## PAGE TEXT:
◆ ◆ ◆ ◆ ◆
I haven’t felt like writing in awhile. I felt like I was doing alright, but at the end of June I fell in a cycle of negative thoughts, and it took a bit to get myself out. I have been taking care of myself and trying to open up with close friends. Here are some thoughts I started awhile ago and never got to express to the internet:
It started with a training in motivational interviewing (MI). MI is a skill in therapy to help a client wrestle with feelings of ambivalence surrounding the goal of making a change. We all have things we think about doing, but never fully commit. In the training we had to do practice sessions in front of the group to work on our new skills. I found the hardest part to be the client- which frustrated me. Being the therapist should have been the worst part!
Let me tell you why. I thought I picked 2 seemingly superficial areas in my life that may benefit from adjustment. 1st scenario I talked about my friendships- they appear to be changing, and what should I do? I can make new friends, or work harder to maintain my current relationships. 2nd scenario I talked about my salsa team and whether I will continue with the team in the future.
In the 1st scenario, therapist mentioned that I use phrases like, “I should.” I have an expectation that things “should” be a certain way and I “should” be doing this or that. I’ve wrestled with feelings of guilt in the past, and I still have a hard time with a personal expectation that I need to be living my life a certain way. She also mentioned something about finding a partner to share my life with. I didn’t want to go down that path, but I found it strange she found that connection. How the hell did she know?
2nd scenario I spoke about my salsa team. I love to dance. I’ve written before about the role of dance and movement when I was young. My self esteem has really been rocked via this salsa team, and I have historically been ambivalent if the performing and friends I’ve made on the team make up for the negativity that enters my life after certain practices. Therapist commented I appear to be searching for belonging. WTF, lady?
What upset me about these comments- that I appear to be wanting a partner; that I struggle with doing what I “should;” that I don’t feel like I belong, is that they came out of short, 7-10 minute conversations. How could she see me in that should amount of time, these vulnerable things about myself I wasn’t even consciously aware of? What else can people see? I thought I was doing a good job of presenting myself to others how I want them to see me. I wonder if this is another lesson in vulnerability and authenticity. But this time I didn’t see it coming, I didn’t even see it in myself.
◆ ◆ ◆ ◆ ◆
## WHAT YOU WILL DO:
(A) Condense the post's paragraph beginning "It started with a training" into a bulleted list that keeps its main facts.
(B) According to the post, what three things did the therapist in the practice sessions observe about the writer?

[Dataset entries]
◆ ◆ ◆ ◆ ◆
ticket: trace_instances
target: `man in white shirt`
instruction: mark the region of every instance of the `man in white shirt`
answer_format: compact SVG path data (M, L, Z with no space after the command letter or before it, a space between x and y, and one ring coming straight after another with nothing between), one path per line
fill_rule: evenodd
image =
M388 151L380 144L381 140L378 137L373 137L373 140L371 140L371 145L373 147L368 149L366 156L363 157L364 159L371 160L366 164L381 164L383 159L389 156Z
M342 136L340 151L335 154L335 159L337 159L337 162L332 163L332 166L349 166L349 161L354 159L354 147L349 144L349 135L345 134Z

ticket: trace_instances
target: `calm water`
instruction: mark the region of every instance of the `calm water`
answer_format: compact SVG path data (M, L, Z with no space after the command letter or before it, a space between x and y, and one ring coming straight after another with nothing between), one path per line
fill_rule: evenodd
◆ ◆ ◆ ◆ ◆
## SOLUTIONS:
(A)
- It began with a training in motivational interviewing (MI).
- MI is a therapy skill that helps a client work through ambivalence about the goal of making a change.
- Everyone has things they think about doing but never fully commit to.
- Participants did practice sessions in front of the group to build their new skills.
- The hardest part was playing the client, which was frustrating, since being the therapist should have been the worst part.

(B)
- The writer uses phrases like "I should."
- The writer appears to want a partner to share life with.
- The writer appears to be searching for belonging.